◆ Exercise 1 ◆
In the episode review, who voices the droid Zero?
◆ Exercise 2 ◆
The episode review acknowledges that some people may find Baby Yoda eating the eggs distasteful. Explain why the reviewer isn't bothered by it.

(Quoted passage Opens)

The weirdest and funniest of many absurd images this episode is Baby Yoda eating the eggs. Instead of baby recognizing baby, he just sees a shiny snack. Now, I can very easily see people finding this distasteful; the eggs are children, and Frog Lady doesn’t have much personality outside of being a mother. But I just can’t find it within me to think about it that hard when it’s so absurd. And it’s supposed to be a little gross, along with the other horror/adventure elements of the episode. The show has made an effort from the beginning to make sure Baby Yoda isn’t too cute. Now, he’s firmly back in grotesque territory, and that’s a part of the DNA of Star Wars, too. Every time he ate a big, shiny egg I both cringed and laughed, and right now, I need to laugh.
And I do want to give the use of Frog Lady some credit. Like Mando’s very first passenger, Frog Lady doesn’t have much of a character arc or a name. It would have been nice if she had a bit more personality, especially if she’s going to stick around. But glimmers of it shone through. I like that she rigs the droid to talk, even if her dialogue sounds especially generic coming out of the gruff Zero, who is voiced once again by the great Richard Ayoade (The IT Crowd).
By the end of the episode I remembered one of the most enduring magics of Star Wars: creating real chemistry, both dramatic and comedic, between a person in a mask and an alien with what might as well be a rubber face. The feeling in the Razor Crest is so much warmer at the end of the episode than at the beginning, even if it is literally much, much colder. As usual, props to both actors for conveying so much through all of that costuming.

(Quoted passage Closes)
(Study material Opens)

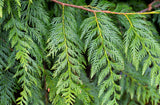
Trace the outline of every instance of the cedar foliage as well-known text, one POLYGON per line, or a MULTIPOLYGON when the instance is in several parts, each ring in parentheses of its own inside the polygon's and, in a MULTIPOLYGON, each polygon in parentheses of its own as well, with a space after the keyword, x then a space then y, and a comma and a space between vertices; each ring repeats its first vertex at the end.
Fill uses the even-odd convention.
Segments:
MULTIPOLYGON (((123 13, 136 8, 116 0, 59 1, 123 13)), ((157 105, 159 20, 0 0, 0 105, 157 105)))

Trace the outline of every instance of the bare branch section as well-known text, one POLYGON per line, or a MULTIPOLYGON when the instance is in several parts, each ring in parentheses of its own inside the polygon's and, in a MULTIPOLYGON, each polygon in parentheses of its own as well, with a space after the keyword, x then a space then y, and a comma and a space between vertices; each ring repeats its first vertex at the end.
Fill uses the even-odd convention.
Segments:
POLYGON ((69 6, 69 7, 74 7, 74 8, 79 8, 79 9, 82 9, 82 10, 86 10, 86 11, 89 11, 89 12, 103 12, 103 13, 108 13, 108 14, 118 14, 118 15, 134 15, 134 14, 160 14, 160 12, 157 12, 157 11, 151 11, 151 12, 145 12, 147 10, 144 10, 143 11, 140 11, 140 12, 135 12, 135 13, 121 13, 121 12, 112 12, 112 11, 107 11, 107 10, 92 10, 92 9, 88 9, 88 8, 85 8, 84 6, 78 6, 78 5, 73 5, 73 4, 67 4, 67 3, 63 3, 63 2, 60 2, 60 1, 57 1, 57 0, 51 0, 55 3, 58 3, 60 5, 64 5, 64 6, 69 6))

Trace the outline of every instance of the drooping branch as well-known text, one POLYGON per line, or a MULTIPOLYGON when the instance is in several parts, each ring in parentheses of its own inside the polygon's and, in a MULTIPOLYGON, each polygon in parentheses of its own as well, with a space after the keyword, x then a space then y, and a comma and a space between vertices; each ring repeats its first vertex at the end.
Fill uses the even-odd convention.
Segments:
POLYGON ((119 14, 119 15, 134 15, 134 14, 160 14, 160 12, 157 12, 157 11, 151 11, 151 12, 135 12, 135 13, 121 13, 121 12, 112 12, 112 11, 107 11, 107 10, 92 10, 92 9, 88 9, 88 8, 85 8, 84 6, 78 6, 78 5, 73 5, 73 4, 67 4, 67 3, 63 3, 63 2, 60 2, 60 1, 57 1, 57 0, 51 0, 55 3, 58 3, 60 5, 63 5, 63 6, 69 6, 69 7, 74 7, 74 8, 79 8, 79 9, 82 9, 82 10, 85 10, 85 11, 89 11, 89 12, 103 12, 103 13, 108 13, 108 14, 119 14))

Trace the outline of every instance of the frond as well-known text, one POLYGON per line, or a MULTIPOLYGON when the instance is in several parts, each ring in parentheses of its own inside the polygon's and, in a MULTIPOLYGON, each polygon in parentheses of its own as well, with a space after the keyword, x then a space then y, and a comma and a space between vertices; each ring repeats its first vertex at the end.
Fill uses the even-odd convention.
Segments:
POLYGON ((82 38, 86 42, 85 49, 88 49, 88 59, 92 65, 91 77, 100 72, 98 85, 100 85, 99 97, 103 96, 102 105, 117 104, 117 99, 120 98, 117 91, 120 91, 120 86, 116 84, 119 80, 116 71, 123 70, 124 63, 119 51, 121 46, 117 46, 122 42, 120 32, 107 15, 102 13, 94 15, 85 19, 81 25, 82 38))
POLYGON ((126 16, 130 23, 130 28, 124 34, 125 53, 130 56, 131 62, 139 69, 140 62, 143 62, 142 75, 147 68, 153 64, 151 69, 151 85, 158 85, 157 71, 159 69, 160 47, 152 32, 152 25, 144 20, 144 16, 126 16), (153 77, 154 75, 154 77, 153 77))
MULTIPOLYGON (((82 94, 80 87, 80 72, 83 70, 85 59, 82 56, 81 44, 77 35, 77 23, 74 18, 74 9, 62 7, 62 16, 53 19, 51 36, 48 40, 48 56, 56 59, 52 70, 54 77, 59 77, 56 87, 56 96, 62 94, 65 102, 73 104, 76 96, 82 94), (72 21, 72 22, 71 22, 72 21), (57 56, 55 58, 55 56, 57 56)), ((53 87, 52 87, 53 88, 53 87)), ((57 98, 55 98, 57 100, 57 98)))

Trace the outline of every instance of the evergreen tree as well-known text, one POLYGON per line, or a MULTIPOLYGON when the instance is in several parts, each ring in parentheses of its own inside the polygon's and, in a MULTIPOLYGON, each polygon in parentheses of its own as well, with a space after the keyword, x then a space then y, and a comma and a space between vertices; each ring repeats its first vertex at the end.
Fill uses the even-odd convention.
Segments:
POLYGON ((159 104, 158 7, 0 0, 0 105, 159 104))

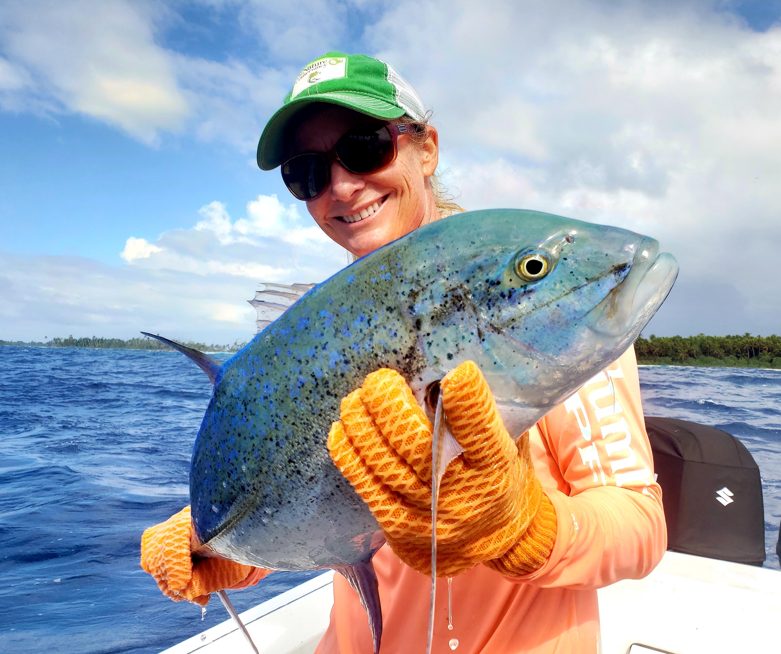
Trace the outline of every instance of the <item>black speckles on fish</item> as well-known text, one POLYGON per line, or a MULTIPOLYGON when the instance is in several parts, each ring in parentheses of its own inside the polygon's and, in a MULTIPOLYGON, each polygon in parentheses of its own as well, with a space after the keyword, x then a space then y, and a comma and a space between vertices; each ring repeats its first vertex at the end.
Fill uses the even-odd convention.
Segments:
POLYGON ((618 358, 676 272, 652 239, 511 209, 453 215, 359 259, 217 374, 190 475, 205 550, 276 570, 369 561, 381 532, 326 446, 342 397, 385 367, 419 401, 471 359, 518 435, 618 358), (524 276, 530 253, 538 279, 524 276))

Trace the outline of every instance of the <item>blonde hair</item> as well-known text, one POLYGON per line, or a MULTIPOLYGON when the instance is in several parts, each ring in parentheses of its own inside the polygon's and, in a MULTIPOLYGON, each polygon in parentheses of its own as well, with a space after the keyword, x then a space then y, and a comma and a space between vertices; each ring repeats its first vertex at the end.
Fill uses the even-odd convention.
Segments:
MULTIPOLYGON (((430 124, 433 113, 433 112, 431 111, 427 112, 426 116, 420 120, 415 120, 405 114, 399 120, 400 123, 404 124, 415 126, 416 130, 410 135, 410 140, 419 148, 422 147, 429 139, 426 128, 430 124)), ((442 180, 437 172, 434 172, 428 179, 429 186, 431 187, 431 192, 434 196, 437 211, 439 211, 441 218, 445 218, 455 213, 463 213, 466 211, 457 202, 453 201, 455 199, 455 197, 448 192, 448 187, 442 183, 442 180)))

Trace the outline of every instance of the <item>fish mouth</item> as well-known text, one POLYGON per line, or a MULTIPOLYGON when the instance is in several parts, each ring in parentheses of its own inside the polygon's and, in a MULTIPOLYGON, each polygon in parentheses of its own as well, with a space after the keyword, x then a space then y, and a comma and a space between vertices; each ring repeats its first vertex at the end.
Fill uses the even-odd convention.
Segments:
POLYGON ((678 276, 678 262, 659 243, 644 238, 636 247, 623 281, 590 312, 589 326, 599 334, 633 340, 662 306, 678 276))

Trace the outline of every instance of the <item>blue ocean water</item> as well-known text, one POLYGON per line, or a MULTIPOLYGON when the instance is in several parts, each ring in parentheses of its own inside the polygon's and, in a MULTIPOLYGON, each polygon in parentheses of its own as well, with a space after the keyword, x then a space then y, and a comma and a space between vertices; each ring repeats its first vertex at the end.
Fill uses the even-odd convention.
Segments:
MULTIPOLYGON (((165 599, 138 565, 141 531, 188 502, 210 394, 177 353, 0 347, 0 649, 156 652, 225 620, 165 599)), ((762 472, 766 566, 778 567, 781 371, 644 368, 650 415, 714 425, 762 472)), ((239 610, 317 573, 274 573, 239 610)))

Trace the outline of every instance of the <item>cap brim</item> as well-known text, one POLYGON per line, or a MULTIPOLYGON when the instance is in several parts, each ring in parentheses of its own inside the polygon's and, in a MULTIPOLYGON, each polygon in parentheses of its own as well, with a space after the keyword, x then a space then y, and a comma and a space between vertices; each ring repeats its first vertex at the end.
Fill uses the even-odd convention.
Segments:
POLYGON ((404 109, 373 95, 351 91, 333 91, 295 98, 276 112, 266 124, 258 142, 258 166, 272 170, 280 165, 285 155, 282 139, 287 123, 301 109, 312 102, 339 105, 359 113, 383 120, 394 120, 405 114, 404 109))

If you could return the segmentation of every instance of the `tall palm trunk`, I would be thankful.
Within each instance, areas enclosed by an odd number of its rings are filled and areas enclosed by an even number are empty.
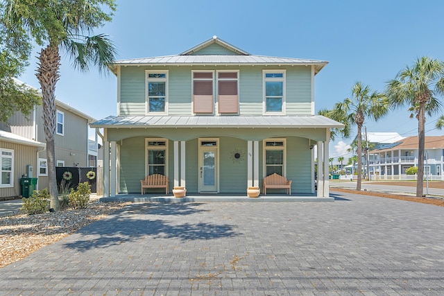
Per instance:
[[[357,148],[357,159],[358,159],[358,180],[356,184],[356,190],[361,190],[361,183],[362,182],[362,124],[358,123],[358,148]]]
[[[54,138],[56,128],[56,84],[60,78],[60,55],[58,46],[49,44],[37,57],[39,62],[35,76],[42,87],[43,120],[46,140],[46,158],[48,160],[48,178],[49,180],[49,195],[51,207],[55,211],[60,209],[57,192],[56,175],[56,149]]]
[[[424,191],[424,153],[425,148],[425,103],[420,102],[418,113],[418,180],[416,197],[422,196]]]

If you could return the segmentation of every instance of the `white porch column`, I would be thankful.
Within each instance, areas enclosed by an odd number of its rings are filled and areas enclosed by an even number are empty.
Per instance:
[[[106,130],[105,130],[106,137]],[[106,139],[106,138],[105,138]],[[103,141],[103,197],[110,196],[110,142]]]
[[[254,171],[253,171],[253,185],[259,186],[259,141],[255,141],[253,142],[254,146]]]
[[[111,158],[111,176],[110,177],[110,196],[116,196],[116,168],[117,168],[117,155],[116,155],[116,142],[114,141],[110,141],[111,153],[110,157]]]
[[[180,186],[185,186],[185,141],[180,141]]]
[[[179,186],[179,141],[174,141],[174,186]]]
[[[253,141],[247,142],[247,186],[253,185]]]
[[[328,142],[330,137],[330,130],[327,129],[327,141],[324,142],[324,191],[323,197],[328,198],[330,196],[330,181],[328,180]]]
[[[324,160],[323,142],[318,142],[318,193],[317,196],[322,198],[324,193]]]

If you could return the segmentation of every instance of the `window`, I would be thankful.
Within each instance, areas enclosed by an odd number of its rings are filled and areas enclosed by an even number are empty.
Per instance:
[[[146,175],[161,174],[166,175],[168,140],[166,139],[146,139]]]
[[[39,175],[48,175],[48,161],[46,158],[39,158]]]
[[[65,134],[65,113],[57,110],[57,134]]]
[[[88,162],[90,167],[97,166],[97,156],[88,155]]]
[[[285,113],[285,71],[264,71],[265,113]]]
[[[239,112],[238,72],[218,71],[217,80],[219,112],[237,114]]]
[[[264,172],[265,177],[276,173],[287,175],[285,169],[285,139],[268,139],[264,141]]]
[[[147,114],[165,114],[168,103],[168,71],[146,71]]]
[[[14,186],[14,150],[0,149],[0,187]]]
[[[213,72],[193,71],[193,112],[195,114],[214,112]]]

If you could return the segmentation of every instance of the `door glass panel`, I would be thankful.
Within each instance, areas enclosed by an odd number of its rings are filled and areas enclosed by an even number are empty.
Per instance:
[[[203,153],[203,185],[214,186],[214,152]]]

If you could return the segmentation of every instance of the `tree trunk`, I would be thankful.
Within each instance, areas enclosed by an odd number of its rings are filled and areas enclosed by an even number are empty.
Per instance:
[[[43,121],[46,141],[46,159],[48,161],[48,178],[49,180],[49,195],[51,208],[54,211],[60,209],[60,202],[57,191],[57,178],[56,175],[56,84],[59,79],[60,56],[58,46],[51,44],[42,49],[38,55],[39,62],[35,76],[40,82],[42,88]]]
[[[424,153],[425,147],[425,103],[420,102],[418,113],[418,180],[416,197],[422,196],[424,191]]]
[[[361,183],[362,182],[362,125],[357,124],[358,125],[358,148],[357,148],[357,158],[358,158],[358,179],[356,184],[356,190],[361,190]]]

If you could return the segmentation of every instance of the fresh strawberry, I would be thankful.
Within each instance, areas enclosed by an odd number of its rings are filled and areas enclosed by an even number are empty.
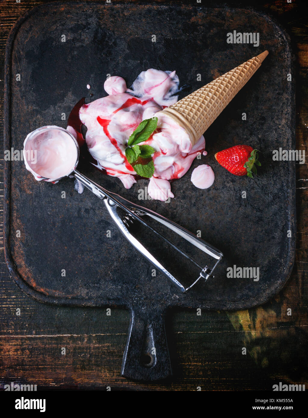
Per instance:
[[[261,166],[258,160],[258,150],[248,145],[236,145],[215,154],[215,158],[221,166],[236,176],[247,176],[253,178],[257,174],[256,166]]]

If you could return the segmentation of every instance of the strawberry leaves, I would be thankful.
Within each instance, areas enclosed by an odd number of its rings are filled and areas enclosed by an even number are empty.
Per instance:
[[[250,154],[250,156],[244,164],[244,168],[247,170],[247,175],[252,178],[254,178],[252,175],[253,173],[254,174],[257,174],[256,166],[259,166],[261,165],[261,163],[258,159],[259,158],[258,152],[259,152],[258,150],[253,150]]]
[[[129,137],[125,149],[125,155],[128,163],[137,174],[142,177],[151,177],[154,174],[154,163],[151,155],[155,150],[149,145],[138,144],[149,139],[156,129],[158,120],[157,117],[143,120]]]

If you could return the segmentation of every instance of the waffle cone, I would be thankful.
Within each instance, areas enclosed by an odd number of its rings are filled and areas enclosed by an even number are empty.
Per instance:
[[[193,146],[268,54],[264,51],[158,113],[171,117],[183,127]]]

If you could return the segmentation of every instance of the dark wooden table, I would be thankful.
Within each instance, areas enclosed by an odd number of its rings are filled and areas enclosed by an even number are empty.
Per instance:
[[[26,11],[42,0],[0,3],[0,86],[8,34]],[[192,3],[195,3],[192,1]],[[236,3],[235,3],[236,5]],[[297,149],[305,149],[308,133],[308,25],[304,3],[258,2],[290,34],[297,59]],[[254,5],[251,2],[250,5]],[[247,5],[245,5],[246,7]],[[0,129],[3,133],[3,94]],[[2,141],[0,181],[3,181]],[[307,385],[308,173],[297,164],[297,243],[292,274],[270,302],[248,310],[169,312],[167,326],[174,376],[150,384],[128,381],[120,374],[129,312],[57,307],[23,293],[10,279],[0,238],[0,387],[15,381],[38,388],[138,390],[272,390],[280,381]],[[0,193],[3,196],[3,183]],[[3,225],[0,207],[0,226]],[[288,315],[288,309],[292,310]],[[17,315],[20,309],[20,315]],[[245,347],[247,354],[242,354]],[[66,354],[62,355],[62,347]]]

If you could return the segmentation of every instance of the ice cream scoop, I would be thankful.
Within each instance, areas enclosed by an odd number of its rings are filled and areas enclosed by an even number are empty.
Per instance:
[[[43,126],[31,132],[23,143],[23,159],[37,180],[54,182],[69,175],[76,168],[79,148],[66,129]]]
[[[31,168],[30,165],[33,161],[31,157],[35,153],[37,156],[37,161]],[[31,133],[27,135],[24,143],[23,155],[26,168],[32,173],[36,180],[55,182],[63,177],[71,176],[103,199],[111,217],[125,237],[144,257],[167,275],[181,291],[184,292],[188,291],[201,278],[207,280],[212,276],[214,269],[223,257],[222,253],[201,238],[196,237],[172,221],[155,212],[130,202],[118,195],[108,191],[78,171],[76,169],[79,156],[78,143],[74,136],[66,130],[55,126],[43,126]],[[56,178],[53,178],[53,176]],[[126,212],[124,217],[118,212],[118,208]],[[162,224],[213,257],[216,260],[214,266],[210,268],[207,265],[202,267],[200,265],[186,252],[144,221],[141,217],[145,215],[147,215]],[[141,242],[130,233],[128,227],[134,220],[138,221],[149,228],[200,269],[199,277],[192,285],[185,288]]]

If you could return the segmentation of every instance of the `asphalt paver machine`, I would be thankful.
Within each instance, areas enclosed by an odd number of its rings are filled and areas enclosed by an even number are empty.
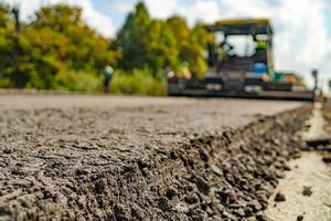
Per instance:
[[[313,99],[313,91],[279,81],[274,69],[274,29],[268,19],[222,20],[206,29],[209,70],[203,80],[169,78],[170,95]]]

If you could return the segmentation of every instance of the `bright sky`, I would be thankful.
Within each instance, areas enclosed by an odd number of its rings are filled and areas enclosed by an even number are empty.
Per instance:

(Study material Closes)

◆ Problem solution 1 ◆
Richard Ayoade

◆ Problem solution 2 ◆
The reviewer finds the scene too absurd to think about that hard, and says it is meant to be a little gross, in line with the episode's other horror/adventure elements. The show has also tried from the beginning to keep Baby Yoda from being too cute, and the review calls grotesqueness part of the DNA of Star Wars.